__Document__:
--
Homme et femme Il les créa
Créés homme et femme à Son image
Cette phrase paraît bien banale pour des chrétiens. Ces derniers la prennent volontiers même comme un encouragement au Sacrement de mariage. N’est-ce pas aussi la transcription du texte si célèbre du premier chapitre de la Genèse ?
Et si le texte sacré ne disait pas du tout cela ? Pire, cette phrase n’y est pas. Une lecture attentive du récit peut réserver bien des surprises. Acceptons de nous laisser décontenancer ! Après l’étonnement, des perles nous attendent peut-être !
Les a-t-Il vraiment créés homme et femme ?
Aux versets 26 et 27 du premier chapitre de la Bible, il est d’abord dit que « Dieu créa l’homme (Adam) à son image. A son image Il les créa, mâle et femelle Il les créa ». Ce n’est donc pas un homme et une femme qu’Il crée mais un mâle et une femelle. L’homme se réduirait-il alors à n’être qu’un pur géniteur comme les animaux qui doivent croître et se multiplier ? Si tel était le cas, le texte aurait également mentionné la différence sexuelle des animaux, des poissons et des oiseaux, toutes bêtes auxquels il est demandé aussi de se multiplier selon leur espèce. Cette différence sexuelle un peu animale, n’est dite que pour l’homme. Il se joue donc ici, dans cette formulation, autre chose que le seul souci de la reproduction. Quoi donc ?
--
__Vos tâches__:
1. D'après le document, que crée Dieu selon la citation des versets 26 et 27 du premier chapitre de la Bible ?
2. Pourquoi, selon le document, la mention « mâle et femelle » ne relève-t-elle pas du seul souci de la reproduction ? Répondez en une à trois phrases.
--
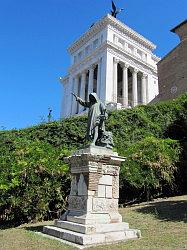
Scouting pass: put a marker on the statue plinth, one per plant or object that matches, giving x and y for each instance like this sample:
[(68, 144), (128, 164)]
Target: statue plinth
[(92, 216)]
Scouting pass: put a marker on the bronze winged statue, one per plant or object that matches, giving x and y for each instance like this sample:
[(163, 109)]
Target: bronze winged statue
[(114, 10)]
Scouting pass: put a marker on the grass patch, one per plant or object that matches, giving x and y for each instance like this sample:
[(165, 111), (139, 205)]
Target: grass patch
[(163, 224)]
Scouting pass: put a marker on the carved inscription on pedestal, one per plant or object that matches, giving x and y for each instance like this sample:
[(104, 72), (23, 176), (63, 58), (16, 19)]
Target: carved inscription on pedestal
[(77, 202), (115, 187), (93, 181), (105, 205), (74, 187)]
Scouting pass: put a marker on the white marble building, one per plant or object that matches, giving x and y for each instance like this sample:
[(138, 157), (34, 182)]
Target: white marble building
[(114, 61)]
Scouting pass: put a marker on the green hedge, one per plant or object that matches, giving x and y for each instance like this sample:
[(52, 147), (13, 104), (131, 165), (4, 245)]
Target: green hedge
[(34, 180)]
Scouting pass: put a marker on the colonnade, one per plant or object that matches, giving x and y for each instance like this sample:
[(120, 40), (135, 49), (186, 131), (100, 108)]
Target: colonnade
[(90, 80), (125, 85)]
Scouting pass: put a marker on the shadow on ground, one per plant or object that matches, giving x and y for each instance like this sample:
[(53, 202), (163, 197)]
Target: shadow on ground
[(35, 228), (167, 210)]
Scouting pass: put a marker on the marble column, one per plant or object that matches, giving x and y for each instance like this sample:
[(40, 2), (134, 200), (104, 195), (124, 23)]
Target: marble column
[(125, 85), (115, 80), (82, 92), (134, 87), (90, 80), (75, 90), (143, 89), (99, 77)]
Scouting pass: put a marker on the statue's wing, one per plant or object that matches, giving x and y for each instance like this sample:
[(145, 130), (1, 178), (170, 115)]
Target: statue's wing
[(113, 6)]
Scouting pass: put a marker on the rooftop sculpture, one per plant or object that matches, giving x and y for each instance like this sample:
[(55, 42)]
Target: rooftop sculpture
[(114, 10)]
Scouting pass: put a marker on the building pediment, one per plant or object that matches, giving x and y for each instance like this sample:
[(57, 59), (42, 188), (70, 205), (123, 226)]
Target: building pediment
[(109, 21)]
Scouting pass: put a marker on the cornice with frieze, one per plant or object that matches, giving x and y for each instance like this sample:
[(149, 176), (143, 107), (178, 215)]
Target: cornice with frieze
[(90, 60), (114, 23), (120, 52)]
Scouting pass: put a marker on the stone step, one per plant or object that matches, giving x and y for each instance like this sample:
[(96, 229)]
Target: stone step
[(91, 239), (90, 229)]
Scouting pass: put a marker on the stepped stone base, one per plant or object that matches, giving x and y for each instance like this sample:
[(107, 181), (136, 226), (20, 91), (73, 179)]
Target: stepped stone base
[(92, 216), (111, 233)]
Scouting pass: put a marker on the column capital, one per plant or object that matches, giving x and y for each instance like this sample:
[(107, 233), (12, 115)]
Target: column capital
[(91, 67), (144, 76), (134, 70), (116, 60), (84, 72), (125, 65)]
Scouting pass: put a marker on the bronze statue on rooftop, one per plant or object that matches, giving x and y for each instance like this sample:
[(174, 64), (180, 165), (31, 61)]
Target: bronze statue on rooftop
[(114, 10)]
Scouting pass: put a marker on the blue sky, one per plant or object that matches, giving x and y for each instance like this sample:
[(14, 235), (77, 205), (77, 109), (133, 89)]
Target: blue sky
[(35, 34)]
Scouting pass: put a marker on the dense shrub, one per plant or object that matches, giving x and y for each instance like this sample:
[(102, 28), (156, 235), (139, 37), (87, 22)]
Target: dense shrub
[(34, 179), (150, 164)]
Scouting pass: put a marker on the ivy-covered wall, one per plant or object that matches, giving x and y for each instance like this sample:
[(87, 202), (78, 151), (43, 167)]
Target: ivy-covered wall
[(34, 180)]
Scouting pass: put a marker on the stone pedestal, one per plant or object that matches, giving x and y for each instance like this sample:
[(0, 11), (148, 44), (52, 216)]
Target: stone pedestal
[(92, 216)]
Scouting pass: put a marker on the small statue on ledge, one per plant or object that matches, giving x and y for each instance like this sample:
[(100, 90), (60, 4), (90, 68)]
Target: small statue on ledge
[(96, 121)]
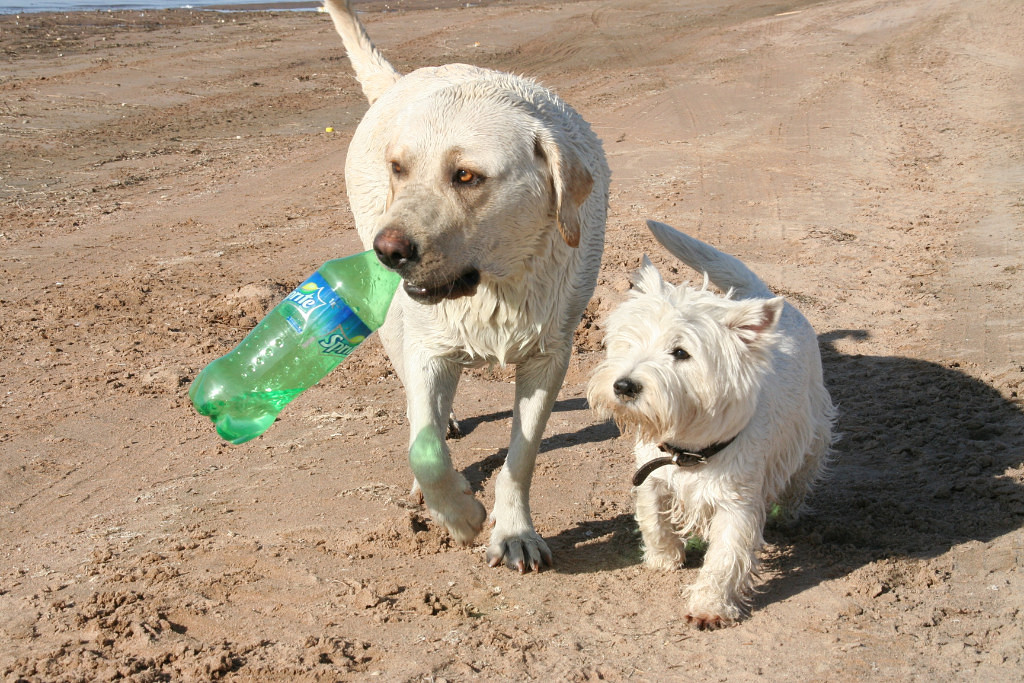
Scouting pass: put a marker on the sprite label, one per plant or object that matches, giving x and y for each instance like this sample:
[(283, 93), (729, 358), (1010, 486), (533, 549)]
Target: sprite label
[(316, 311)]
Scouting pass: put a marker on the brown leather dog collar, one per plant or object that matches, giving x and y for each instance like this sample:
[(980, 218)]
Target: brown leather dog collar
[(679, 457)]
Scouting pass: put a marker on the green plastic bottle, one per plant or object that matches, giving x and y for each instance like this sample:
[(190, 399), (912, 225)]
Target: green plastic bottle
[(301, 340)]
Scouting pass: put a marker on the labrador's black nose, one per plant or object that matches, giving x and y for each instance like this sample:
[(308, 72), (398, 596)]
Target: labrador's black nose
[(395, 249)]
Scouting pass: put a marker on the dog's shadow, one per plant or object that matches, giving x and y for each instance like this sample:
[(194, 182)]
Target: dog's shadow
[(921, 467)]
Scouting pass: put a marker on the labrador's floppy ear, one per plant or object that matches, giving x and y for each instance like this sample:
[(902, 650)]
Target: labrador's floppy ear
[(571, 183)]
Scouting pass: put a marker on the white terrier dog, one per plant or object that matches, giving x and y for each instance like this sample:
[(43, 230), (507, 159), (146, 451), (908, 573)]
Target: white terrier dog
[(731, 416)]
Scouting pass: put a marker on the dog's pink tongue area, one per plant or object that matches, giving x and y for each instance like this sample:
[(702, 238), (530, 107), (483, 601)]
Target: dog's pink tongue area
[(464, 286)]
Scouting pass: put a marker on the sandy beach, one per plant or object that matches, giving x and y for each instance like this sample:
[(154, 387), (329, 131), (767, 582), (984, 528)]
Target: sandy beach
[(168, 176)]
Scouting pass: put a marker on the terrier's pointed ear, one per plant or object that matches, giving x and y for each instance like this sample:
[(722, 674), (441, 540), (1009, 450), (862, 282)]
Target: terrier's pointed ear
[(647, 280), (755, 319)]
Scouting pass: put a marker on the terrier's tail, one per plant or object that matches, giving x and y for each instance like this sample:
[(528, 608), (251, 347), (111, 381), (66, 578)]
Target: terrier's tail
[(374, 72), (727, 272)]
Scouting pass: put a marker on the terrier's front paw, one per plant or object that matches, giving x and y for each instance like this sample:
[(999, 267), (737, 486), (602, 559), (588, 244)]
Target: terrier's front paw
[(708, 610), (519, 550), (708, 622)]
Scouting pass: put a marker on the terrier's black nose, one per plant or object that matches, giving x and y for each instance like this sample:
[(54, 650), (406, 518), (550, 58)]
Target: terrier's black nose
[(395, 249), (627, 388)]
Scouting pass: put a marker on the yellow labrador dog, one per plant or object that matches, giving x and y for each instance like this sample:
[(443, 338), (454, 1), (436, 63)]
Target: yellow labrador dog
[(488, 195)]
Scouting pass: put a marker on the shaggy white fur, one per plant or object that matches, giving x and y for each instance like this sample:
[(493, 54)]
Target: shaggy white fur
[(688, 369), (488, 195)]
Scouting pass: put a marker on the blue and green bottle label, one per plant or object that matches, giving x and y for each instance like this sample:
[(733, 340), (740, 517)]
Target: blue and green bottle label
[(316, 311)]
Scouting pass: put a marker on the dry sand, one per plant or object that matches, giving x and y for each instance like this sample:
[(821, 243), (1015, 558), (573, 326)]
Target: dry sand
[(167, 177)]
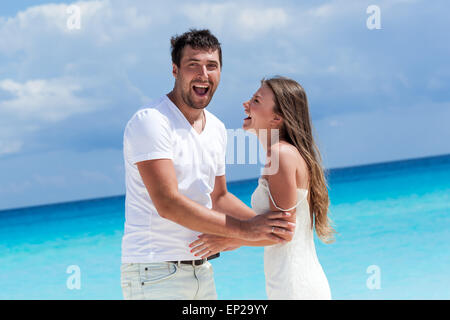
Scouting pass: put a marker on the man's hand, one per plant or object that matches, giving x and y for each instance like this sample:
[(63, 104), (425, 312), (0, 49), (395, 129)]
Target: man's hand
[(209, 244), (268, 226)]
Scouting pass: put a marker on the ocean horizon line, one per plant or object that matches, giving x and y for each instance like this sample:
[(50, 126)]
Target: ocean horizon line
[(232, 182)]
--
__Réponses attendues__:
1. Un mâle et une femelle, et non un homme et une femme.

2. Si seule la reproduction comptait, le texte aurait aussi mentionné la différence sexuelle des animaux, des poissons et des oiseaux, à qui il est également demandé de se multiplier. Or cette différence n'est dite que pour l'homme.